Task brief →
Express each line of the records below as a row of a Markdown table with the columns n and Line, numbered in order and skipping blank lines. Leave the pictures out of your answer.

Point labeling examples
____________________
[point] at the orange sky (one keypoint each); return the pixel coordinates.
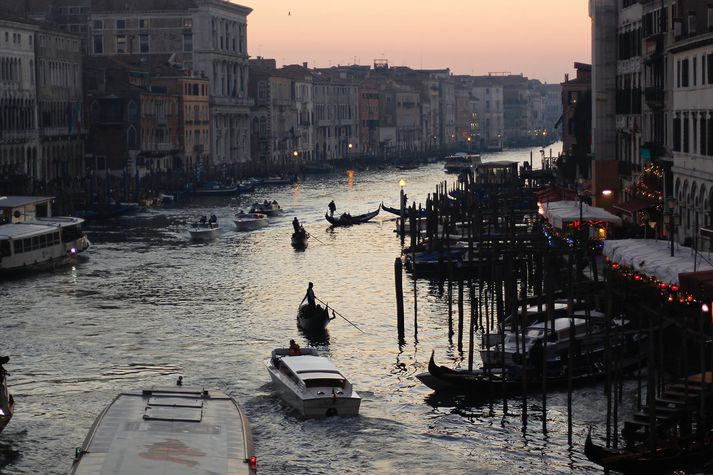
(540, 39)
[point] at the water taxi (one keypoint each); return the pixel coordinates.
(312, 384)
(177, 430)
(41, 243)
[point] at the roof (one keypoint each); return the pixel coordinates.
____________________
Finished answer →
| n | Line |
|---|---|
| 1 | [point] at the orange sky (one keypoint each); return the pixel coordinates. |
| 2 | (540, 39) |
| 3 | [point] at the water taxi (one keypoint each); return the pixel coordinates. |
| 4 | (312, 384) |
| 5 | (177, 430) |
| 6 | (41, 243) |
| 7 | [point] at the roof (one keypoint each); return the pixel coordinates. |